__Supplied data__:
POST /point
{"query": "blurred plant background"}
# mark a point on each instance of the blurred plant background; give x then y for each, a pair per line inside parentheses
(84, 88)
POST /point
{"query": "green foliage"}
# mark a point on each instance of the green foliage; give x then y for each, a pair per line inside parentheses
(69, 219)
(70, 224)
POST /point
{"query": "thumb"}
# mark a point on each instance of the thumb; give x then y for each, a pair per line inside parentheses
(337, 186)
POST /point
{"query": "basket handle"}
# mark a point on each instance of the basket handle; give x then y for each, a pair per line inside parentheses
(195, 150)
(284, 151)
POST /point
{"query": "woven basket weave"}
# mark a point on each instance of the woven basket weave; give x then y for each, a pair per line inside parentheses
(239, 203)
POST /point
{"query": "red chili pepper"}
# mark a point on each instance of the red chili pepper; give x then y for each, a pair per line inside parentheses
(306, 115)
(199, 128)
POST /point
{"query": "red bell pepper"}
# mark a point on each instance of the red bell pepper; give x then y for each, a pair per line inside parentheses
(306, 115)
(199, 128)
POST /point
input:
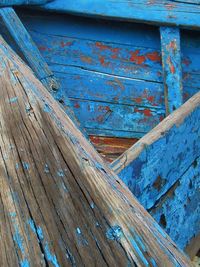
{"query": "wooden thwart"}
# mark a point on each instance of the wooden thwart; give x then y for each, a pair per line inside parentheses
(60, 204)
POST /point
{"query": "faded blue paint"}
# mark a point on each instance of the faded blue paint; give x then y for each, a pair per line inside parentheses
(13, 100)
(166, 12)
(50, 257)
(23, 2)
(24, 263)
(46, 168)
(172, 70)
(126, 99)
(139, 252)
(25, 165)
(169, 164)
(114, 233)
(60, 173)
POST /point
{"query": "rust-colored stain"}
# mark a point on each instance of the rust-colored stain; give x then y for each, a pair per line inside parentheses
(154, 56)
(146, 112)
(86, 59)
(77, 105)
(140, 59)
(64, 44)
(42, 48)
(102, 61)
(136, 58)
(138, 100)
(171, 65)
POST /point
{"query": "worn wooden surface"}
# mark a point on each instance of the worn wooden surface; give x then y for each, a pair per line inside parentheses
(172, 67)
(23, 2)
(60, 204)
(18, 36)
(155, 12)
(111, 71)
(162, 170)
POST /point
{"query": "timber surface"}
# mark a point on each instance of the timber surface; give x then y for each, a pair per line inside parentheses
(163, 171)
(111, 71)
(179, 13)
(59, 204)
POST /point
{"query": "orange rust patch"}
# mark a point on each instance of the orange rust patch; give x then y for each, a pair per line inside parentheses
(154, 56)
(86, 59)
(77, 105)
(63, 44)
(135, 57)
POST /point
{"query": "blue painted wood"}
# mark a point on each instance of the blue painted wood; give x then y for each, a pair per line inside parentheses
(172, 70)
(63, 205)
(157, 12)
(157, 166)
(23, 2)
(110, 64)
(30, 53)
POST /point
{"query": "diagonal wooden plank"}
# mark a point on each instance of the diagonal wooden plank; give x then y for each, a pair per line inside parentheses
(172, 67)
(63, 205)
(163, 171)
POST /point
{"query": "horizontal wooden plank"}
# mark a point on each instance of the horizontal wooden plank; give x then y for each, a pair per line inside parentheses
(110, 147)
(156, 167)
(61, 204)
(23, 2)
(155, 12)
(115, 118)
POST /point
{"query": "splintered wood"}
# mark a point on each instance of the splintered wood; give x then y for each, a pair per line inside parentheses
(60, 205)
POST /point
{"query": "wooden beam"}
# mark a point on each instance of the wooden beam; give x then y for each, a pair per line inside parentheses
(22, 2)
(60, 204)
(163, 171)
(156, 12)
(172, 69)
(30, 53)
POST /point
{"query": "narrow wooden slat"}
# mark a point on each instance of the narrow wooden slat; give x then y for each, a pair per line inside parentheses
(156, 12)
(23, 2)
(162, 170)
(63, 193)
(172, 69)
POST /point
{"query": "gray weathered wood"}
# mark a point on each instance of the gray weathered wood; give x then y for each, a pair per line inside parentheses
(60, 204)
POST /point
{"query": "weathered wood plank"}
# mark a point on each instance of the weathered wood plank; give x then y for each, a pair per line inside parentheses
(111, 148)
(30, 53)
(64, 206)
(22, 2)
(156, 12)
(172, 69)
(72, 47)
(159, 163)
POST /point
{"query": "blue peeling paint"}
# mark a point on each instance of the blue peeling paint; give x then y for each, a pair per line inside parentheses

...

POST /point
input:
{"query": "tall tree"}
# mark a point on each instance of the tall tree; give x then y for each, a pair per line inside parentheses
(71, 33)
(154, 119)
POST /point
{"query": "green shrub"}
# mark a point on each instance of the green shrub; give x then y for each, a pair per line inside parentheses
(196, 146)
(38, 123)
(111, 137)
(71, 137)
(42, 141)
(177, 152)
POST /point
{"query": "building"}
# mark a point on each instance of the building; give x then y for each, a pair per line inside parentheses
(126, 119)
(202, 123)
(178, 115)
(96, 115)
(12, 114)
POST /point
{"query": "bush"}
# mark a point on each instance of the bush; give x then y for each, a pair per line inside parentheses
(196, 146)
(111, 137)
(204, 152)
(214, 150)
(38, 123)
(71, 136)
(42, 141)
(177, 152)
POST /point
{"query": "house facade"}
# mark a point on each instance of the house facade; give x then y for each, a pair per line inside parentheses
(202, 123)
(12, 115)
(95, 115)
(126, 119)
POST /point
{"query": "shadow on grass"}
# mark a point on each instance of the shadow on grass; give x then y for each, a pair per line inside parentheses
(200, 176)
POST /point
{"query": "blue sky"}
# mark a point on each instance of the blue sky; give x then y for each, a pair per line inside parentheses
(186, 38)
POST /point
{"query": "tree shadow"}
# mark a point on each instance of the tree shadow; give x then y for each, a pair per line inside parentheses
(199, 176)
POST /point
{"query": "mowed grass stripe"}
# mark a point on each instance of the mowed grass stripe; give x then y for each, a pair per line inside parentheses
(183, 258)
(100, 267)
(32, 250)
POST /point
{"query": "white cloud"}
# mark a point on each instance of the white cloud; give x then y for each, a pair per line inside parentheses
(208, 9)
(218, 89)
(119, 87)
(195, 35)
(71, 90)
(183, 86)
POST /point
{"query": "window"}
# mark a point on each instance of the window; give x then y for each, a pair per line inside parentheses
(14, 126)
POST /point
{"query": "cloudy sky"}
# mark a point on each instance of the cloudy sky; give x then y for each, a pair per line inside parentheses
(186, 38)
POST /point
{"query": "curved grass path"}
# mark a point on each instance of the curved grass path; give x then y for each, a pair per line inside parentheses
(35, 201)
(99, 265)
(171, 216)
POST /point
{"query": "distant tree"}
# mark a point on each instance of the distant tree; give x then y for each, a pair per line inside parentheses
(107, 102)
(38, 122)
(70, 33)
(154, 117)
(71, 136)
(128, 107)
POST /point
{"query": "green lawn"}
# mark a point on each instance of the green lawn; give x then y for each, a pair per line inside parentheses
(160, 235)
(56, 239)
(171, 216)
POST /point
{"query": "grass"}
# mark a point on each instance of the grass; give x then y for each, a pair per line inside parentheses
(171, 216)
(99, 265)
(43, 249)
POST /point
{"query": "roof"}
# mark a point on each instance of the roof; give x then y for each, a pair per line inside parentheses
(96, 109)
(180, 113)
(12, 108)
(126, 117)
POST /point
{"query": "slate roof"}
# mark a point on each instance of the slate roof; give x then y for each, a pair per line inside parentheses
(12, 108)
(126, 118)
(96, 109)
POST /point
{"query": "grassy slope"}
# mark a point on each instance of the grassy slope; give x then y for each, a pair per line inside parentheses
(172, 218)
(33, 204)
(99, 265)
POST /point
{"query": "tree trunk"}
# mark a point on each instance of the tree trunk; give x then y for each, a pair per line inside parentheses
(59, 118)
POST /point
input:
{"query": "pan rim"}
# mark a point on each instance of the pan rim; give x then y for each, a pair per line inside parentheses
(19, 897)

__Exercise objective__: Count the lines in the items above that contain the word "chili", case counting, and give only that number.

__Written answer__: 2